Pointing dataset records
= = = = = = =
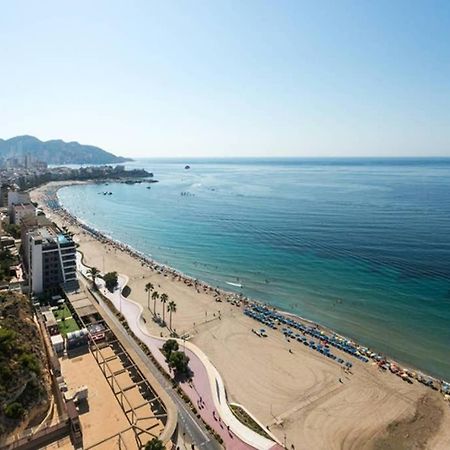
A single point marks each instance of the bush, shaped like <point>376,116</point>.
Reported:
<point>169,346</point>
<point>30,362</point>
<point>179,361</point>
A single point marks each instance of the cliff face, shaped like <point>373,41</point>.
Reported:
<point>56,151</point>
<point>24,375</point>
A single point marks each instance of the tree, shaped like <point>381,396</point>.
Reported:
<point>179,361</point>
<point>155,297</point>
<point>93,272</point>
<point>148,288</point>
<point>111,281</point>
<point>154,444</point>
<point>164,299</point>
<point>171,308</point>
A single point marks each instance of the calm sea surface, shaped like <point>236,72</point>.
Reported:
<point>361,246</point>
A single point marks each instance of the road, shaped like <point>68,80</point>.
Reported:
<point>187,421</point>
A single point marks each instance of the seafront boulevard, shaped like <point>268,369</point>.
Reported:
<point>285,384</point>
<point>206,390</point>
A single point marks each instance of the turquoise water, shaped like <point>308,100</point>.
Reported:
<point>361,246</point>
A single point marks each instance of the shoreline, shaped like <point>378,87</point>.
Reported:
<point>221,293</point>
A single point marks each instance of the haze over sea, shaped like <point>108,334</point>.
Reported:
<point>359,245</point>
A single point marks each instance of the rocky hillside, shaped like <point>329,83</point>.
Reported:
<point>56,151</point>
<point>24,376</point>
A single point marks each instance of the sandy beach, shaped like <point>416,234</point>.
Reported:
<point>306,400</point>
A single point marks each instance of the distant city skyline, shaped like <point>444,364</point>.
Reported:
<point>218,79</point>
= = = = = = =
Rewrite the data above with each "Reported" changed to "Located" and all else left as it is. Omit the picture lines from your answer.

A single point marks each instance of the bush, shaped like <point>376,116</point>.
Located:
<point>169,346</point>
<point>30,362</point>
<point>179,361</point>
A single point marks each instance of the cliff face, shaped like <point>373,41</point>.
Located:
<point>56,151</point>
<point>24,375</point>
A single point marks each instance of the tree, shaped like <point>381,396</point>.
Located:
<point>179,361</point>
<point>155,297</point>
<point>93,272</point>
<point>148,288</point>
<point>111,281</point>
<point>154,444</point>
<point>164,299</point>
<point>171,308</point>
A single point marks each instance of the calm sea surface, shaped like <point>236,72</point>.
Located:
<point>361,246</point>
A single point marks each instance of the road, shaped like <point>68,80</point>.
Located:
<point>187,421</point>
A single point marks each instance of the seafront boulevard, shaped like <point>268,369</point>.
Located:
<point>285,384</point>
<point>206,390</point>
A single point marks each instance of the turquoise water, shaped like <point>308,100</point>.
Located:
<point>361,246</point>
A single point marks each instance of the shoreline, shaped like <point>378,87</point>.
Located:
<point>221,293</point>
A single point marks each instance of the haze over sea, shaped like <point>108,334</point>.
Located:
<point>359,245</point>
A single point marks each instance of the rocky hillside, shaped like <point>329,83</point>.
Located:
<point>56,151</point>
<point>24,376</point>
A single point marks each instance of the sandy beach, shaped like <point>416,234</point>.
Located:
<point>306,400</point>
A single point marks each instance of the distant city skyline, shaped like <point>444,364</point>.
Located:
<point>218,79</point>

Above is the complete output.